(Selected excerpt Opens)
SOURCE / COMPANIES
Reporter’s diary: a vigorous yet low-profile Wuzhen Summit marks turning of China’s internet industry toward practicality
Published: Sep 28, 2021 06:47 PM
The 2021 World Internet Conference Wuzhen Summit kicked off on Sunday. Photo: IC

The 2021 World Internet Conference Wuzhen Summit kicked off on Sunday. Photo: IC

The day before I departed for Wuzhen, a beautiful water town in East China's Zhejiang Province to attend this year's World Internet Conference (WIC), more frequently called the "Wuzhen Summit," I read an article in the South China Morning Post that described last year's Wuzhen Summit as the "quietest year ever." 

There's a point in drawing that conclusion, considering that 2020 was a period of low ebb for the general economy, as the sudden outbreak of the coronavirus stifled China's and the world's growth, while global participation was stymied by the pandemic. 

The internet sector was also facing multiple pressures, whether from the US government, which was anxiously moving to purge Huawei from the world's 5G networks, or from domestic regulators which tightened regulation on internet-based monopolies.

This year, the environment for internet companies has not become any easier. The Chinese Big Tech companies like Alibaba and Tencent have been hit with a wave of investigations, fines and new regulations as the Chinese government mounts efforts to address monopolies, unhealthy content and illegal purchasing on the platforms. As a result, I thought this year's Wuzhen Summit might be similar to last year's, with companies fearful of making high-profile impressions in public.

I was wrong. At least the summit was not "quiet" at all.

In many aspects, the summit was still under the shadow of the coronavirus, particularly judging from the meticulous and at the same time cumbersome pandemic control measures, but the vitality of the Wuzhen summit was back. 

The exhibition halls were bustling all day with visitors of all ages - children, elderly people, industry clients, the media and so forth. Almost all the famous Chinese internet firms sent their representatives to the event, and big shots like Tesla's founder Elon Musk and Alibaba's CEO Daniel Zhang spoke in person or by video. 

A representative from one of the exhibitors told me that he remembered last year's exhibition area was "very small." This year, everything seemed to return to the pre-coronavirus state, he said, gleefully.
(Selected excerpt Closes)
(Data excerpts Opens)
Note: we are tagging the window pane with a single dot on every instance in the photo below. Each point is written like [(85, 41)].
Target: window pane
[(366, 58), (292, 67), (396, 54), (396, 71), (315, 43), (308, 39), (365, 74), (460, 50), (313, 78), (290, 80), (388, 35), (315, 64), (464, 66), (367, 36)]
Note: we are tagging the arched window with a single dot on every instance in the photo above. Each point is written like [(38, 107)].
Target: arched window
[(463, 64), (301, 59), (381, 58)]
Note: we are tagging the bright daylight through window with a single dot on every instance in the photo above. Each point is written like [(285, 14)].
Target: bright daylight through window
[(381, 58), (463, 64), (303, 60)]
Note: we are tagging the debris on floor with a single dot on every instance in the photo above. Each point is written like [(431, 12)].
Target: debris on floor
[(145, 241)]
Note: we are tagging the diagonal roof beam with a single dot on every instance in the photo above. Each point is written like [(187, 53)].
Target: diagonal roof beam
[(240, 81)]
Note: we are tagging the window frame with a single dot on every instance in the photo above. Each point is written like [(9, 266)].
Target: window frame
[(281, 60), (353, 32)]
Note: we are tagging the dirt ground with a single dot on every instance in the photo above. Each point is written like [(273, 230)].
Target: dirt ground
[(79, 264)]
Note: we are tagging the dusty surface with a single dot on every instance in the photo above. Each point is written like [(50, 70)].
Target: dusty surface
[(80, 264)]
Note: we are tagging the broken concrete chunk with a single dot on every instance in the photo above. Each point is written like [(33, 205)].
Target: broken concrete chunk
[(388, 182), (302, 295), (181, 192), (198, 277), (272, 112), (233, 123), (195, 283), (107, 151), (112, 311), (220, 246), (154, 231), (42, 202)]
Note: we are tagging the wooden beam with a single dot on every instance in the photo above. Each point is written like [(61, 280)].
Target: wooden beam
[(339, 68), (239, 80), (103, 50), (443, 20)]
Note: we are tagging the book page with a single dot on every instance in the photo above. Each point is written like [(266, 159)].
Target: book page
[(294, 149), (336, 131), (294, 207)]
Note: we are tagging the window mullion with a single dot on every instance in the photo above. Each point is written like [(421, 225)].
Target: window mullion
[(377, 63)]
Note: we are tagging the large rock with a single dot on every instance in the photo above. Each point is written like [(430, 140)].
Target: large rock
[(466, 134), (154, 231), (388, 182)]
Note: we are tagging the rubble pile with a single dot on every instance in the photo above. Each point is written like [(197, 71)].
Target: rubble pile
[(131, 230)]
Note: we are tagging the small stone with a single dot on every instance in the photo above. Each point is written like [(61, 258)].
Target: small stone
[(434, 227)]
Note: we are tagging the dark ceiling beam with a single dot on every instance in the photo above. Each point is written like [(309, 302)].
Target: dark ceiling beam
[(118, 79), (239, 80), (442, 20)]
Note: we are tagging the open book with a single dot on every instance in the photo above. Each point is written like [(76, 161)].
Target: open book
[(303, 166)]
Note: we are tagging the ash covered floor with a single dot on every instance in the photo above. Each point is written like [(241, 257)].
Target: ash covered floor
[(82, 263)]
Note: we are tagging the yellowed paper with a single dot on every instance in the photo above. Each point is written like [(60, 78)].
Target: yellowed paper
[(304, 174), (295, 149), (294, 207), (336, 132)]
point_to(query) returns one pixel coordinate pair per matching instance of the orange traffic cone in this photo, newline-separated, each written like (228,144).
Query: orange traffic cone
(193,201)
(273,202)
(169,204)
(Data excerpts Closes)
# Required actions:
- A) Please retype the part of the Wuzhen Summit diary that starts with "I was wrong." and goes on through "he said, gleefully.".
- B) Answer these questions from the Wuzhen Summit diary:
(i) In which province is Wuzhen located?
(ii) How did the South China Morning Post article describe last year's Wuzhen Summit?
(iii) Which two people are named as speaking at the event in person or by video?
The material isn't needed for any of this.

# Exercise responses:
- A)
I was wrong. At least the summit was not "quiet" at all.

In many aspects, the summit was still under the shadow of the coronavirus, particularly judging from the meticulous and at the same time cumbersome pandemic control measures, but the vitality of the Wuzhen summit was back. 

The exhibition halls were bustling all day with visitors of all ages - children, elderly people, industry clients, the media and so forth. Almost all the famous Chinese internet firms sent their representatives to the event, and big shots like Tesla's founder Elon Musk and Alibaba's CEO Daniel Zhang spoke in person or by video. 

A representative from one of the exhibitors told me that he remembered last year's exhibition area was "very small." This year, everything seemed to return to the pre-coronavirus state, he said, gleefully.

- B)
(i) Zhejiang Province, in East China.
(ii) As the "quietest year ever."
(iii) Elon Musk, Tesla's founder, and Daniel Zhang, Alibaba's CEO.